[Task inputs]
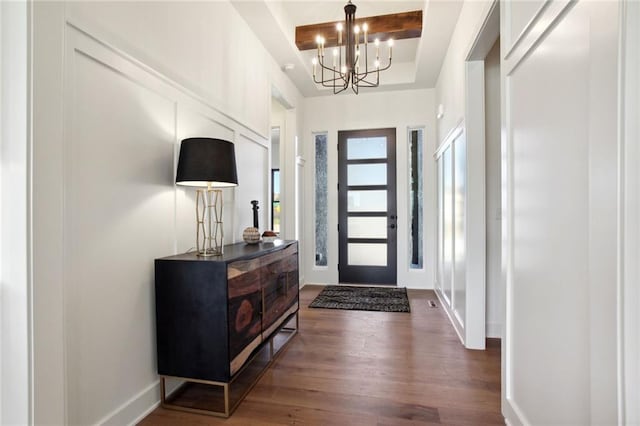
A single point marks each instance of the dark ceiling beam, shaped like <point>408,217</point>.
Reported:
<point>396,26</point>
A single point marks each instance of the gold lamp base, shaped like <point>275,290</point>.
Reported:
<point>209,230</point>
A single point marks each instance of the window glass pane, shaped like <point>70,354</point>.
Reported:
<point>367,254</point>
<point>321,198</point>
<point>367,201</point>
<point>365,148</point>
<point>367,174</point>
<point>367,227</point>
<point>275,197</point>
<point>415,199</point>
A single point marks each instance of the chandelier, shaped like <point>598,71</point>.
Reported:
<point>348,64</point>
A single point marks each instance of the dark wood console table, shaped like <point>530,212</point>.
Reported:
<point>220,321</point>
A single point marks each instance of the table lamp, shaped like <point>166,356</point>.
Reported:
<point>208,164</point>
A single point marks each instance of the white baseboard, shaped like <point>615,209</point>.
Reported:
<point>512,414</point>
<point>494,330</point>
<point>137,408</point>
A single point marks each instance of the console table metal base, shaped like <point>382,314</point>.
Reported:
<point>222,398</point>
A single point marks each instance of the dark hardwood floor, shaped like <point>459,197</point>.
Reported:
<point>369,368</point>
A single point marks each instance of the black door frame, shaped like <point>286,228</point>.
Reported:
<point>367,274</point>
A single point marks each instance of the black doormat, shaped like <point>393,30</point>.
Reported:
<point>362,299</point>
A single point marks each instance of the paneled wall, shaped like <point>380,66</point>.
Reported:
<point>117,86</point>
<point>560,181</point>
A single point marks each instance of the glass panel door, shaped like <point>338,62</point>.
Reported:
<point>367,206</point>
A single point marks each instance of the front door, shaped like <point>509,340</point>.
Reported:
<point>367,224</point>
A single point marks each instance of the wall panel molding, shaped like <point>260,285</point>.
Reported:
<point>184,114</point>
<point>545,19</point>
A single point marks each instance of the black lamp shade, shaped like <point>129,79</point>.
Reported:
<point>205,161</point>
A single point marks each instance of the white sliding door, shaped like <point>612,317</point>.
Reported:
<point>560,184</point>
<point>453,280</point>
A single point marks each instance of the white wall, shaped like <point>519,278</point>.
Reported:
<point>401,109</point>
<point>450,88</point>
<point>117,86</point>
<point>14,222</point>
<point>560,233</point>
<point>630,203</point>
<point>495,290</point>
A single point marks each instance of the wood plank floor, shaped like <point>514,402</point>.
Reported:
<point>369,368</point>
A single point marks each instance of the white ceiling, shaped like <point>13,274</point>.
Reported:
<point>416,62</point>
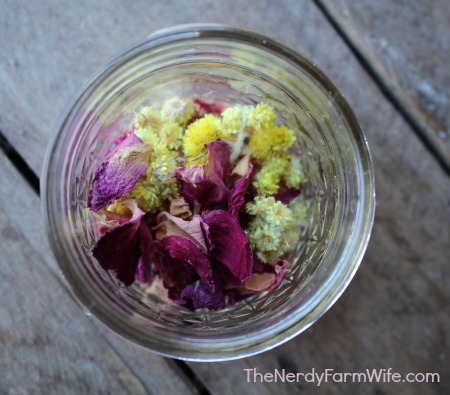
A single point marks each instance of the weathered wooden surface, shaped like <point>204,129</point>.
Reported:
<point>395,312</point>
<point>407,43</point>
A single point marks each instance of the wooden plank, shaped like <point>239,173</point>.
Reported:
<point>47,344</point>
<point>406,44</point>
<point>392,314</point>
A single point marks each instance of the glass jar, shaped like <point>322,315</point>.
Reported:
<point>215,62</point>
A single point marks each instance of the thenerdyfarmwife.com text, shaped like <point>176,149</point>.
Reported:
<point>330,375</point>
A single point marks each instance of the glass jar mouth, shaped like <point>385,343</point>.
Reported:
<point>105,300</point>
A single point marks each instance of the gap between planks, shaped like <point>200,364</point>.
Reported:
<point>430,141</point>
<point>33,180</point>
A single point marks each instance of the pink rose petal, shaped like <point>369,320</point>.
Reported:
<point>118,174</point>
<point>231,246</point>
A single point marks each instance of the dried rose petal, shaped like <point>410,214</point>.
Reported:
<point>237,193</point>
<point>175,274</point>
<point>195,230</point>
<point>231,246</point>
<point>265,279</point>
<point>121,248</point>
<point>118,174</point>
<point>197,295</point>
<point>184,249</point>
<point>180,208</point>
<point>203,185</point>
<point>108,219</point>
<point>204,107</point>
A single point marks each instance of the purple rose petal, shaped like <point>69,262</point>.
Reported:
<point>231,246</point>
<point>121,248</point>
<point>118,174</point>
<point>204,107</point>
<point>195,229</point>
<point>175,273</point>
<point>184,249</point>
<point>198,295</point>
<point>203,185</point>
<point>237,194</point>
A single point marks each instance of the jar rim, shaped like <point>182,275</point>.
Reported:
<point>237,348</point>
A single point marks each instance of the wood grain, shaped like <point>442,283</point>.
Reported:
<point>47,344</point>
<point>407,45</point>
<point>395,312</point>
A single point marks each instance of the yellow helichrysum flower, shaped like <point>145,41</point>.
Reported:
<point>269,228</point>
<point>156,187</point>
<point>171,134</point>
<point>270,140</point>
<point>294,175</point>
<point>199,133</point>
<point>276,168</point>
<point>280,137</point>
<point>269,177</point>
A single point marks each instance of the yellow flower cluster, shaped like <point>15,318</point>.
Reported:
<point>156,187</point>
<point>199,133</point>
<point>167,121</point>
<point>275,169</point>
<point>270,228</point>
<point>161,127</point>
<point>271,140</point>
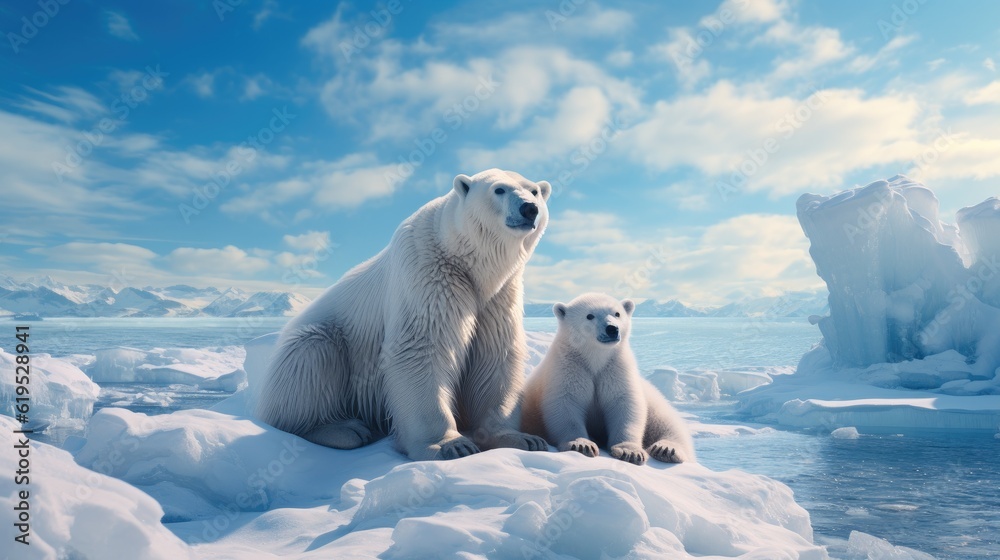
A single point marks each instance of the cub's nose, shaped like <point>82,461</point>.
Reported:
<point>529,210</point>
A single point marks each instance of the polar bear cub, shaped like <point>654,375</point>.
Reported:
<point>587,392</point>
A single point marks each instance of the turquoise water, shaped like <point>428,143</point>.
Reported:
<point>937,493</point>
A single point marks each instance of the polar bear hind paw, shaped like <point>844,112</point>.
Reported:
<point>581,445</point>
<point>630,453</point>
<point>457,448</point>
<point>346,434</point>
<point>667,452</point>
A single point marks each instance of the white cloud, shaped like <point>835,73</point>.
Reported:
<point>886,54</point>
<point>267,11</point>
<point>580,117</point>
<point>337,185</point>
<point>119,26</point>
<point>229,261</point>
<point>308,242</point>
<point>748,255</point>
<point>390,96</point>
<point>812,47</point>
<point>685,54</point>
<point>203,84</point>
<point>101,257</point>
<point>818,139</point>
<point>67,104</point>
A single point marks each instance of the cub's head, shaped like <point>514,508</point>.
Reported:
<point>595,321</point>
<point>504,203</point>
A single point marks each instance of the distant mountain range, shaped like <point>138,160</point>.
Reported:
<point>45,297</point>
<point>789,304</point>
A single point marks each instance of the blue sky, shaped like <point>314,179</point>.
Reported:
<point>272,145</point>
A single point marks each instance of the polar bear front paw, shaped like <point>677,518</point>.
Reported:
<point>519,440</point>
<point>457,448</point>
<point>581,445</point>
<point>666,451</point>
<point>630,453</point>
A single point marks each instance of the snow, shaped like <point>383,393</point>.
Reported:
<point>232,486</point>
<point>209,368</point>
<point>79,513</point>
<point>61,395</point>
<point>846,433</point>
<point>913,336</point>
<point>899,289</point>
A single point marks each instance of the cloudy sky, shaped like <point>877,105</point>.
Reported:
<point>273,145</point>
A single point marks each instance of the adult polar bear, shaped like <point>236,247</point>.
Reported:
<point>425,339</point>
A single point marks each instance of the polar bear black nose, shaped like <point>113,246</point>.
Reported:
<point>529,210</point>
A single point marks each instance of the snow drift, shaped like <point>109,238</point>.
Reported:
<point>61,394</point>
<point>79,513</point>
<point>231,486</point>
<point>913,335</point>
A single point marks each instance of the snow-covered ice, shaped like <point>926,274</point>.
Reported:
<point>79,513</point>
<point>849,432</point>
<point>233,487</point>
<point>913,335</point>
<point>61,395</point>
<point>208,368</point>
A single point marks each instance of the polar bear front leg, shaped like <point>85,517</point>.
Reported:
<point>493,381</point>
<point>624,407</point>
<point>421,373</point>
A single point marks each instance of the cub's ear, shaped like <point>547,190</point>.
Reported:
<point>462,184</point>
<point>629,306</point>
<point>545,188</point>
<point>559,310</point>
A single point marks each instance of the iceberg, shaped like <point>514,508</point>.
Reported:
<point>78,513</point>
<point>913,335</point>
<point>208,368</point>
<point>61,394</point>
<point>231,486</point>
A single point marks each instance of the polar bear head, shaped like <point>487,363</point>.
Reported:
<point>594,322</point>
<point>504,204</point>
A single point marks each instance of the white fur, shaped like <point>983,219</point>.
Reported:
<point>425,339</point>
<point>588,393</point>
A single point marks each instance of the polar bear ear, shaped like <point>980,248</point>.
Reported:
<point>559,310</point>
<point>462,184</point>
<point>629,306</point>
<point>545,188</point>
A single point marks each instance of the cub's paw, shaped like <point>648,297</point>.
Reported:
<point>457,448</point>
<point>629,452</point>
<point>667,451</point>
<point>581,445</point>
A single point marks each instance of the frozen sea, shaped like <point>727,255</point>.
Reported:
* * *
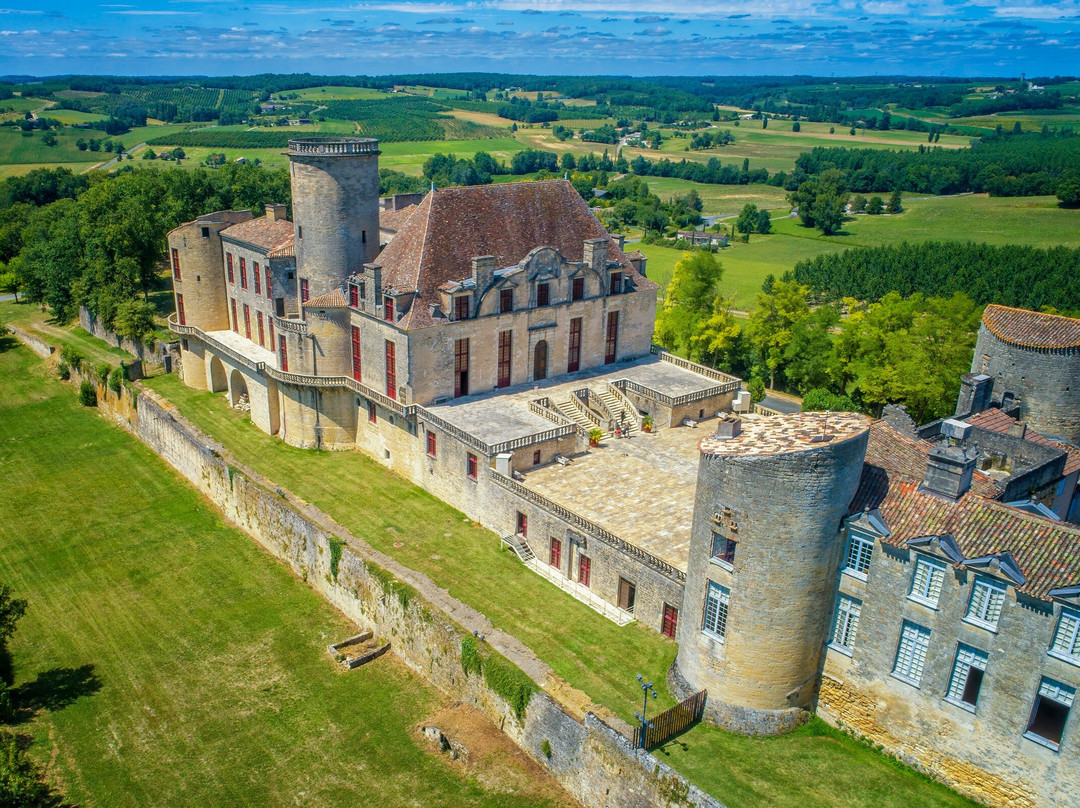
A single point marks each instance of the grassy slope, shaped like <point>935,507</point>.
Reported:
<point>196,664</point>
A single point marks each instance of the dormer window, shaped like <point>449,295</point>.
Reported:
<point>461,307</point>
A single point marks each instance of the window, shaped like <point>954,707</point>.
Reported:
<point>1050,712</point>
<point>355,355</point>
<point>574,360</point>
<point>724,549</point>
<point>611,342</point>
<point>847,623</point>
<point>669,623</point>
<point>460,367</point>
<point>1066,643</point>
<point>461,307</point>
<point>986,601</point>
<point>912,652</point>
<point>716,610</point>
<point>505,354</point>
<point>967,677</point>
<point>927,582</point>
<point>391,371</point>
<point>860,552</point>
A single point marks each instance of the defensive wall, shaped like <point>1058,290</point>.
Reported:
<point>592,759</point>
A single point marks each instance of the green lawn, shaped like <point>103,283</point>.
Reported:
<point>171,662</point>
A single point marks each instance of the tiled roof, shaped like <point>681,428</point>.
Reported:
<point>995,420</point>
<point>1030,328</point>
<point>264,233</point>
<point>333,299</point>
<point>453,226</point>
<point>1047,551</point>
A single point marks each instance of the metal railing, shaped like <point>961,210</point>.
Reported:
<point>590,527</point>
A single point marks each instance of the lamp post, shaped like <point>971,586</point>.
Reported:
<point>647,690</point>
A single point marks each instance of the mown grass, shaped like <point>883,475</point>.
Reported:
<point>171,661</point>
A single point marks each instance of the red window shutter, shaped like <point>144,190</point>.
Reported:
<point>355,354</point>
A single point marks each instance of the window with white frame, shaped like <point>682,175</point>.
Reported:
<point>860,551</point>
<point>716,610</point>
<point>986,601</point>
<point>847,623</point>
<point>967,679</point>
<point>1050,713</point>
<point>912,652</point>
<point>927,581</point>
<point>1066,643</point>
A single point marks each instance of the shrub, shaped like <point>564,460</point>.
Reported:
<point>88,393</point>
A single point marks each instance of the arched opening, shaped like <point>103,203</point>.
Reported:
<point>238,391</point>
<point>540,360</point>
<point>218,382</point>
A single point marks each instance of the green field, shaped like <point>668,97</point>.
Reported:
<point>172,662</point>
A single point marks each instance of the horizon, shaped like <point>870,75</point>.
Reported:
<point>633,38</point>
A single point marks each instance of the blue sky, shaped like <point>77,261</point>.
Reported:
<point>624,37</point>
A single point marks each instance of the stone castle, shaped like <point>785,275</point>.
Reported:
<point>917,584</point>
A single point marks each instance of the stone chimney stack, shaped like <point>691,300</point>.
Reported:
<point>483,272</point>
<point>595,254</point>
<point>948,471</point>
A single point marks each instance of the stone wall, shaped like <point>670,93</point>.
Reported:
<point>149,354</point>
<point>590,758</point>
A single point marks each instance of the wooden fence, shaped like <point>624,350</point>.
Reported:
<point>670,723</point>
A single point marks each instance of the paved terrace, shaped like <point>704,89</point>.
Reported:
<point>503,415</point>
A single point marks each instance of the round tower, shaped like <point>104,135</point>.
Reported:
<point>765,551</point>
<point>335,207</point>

[What the task asks] Where the string "dark" shows up in the listing above, copy the line that holds it.

[Response to the exercise]
A single point marks each instance of the dark ceiling beam, shaped like <point>408,217</point>.
A single point marks each instance of the dark wood console table, shaped like <point>530,212</point>.
A single point marks each instance of the dark hardwood floor, shaped like <point>459,197</point>.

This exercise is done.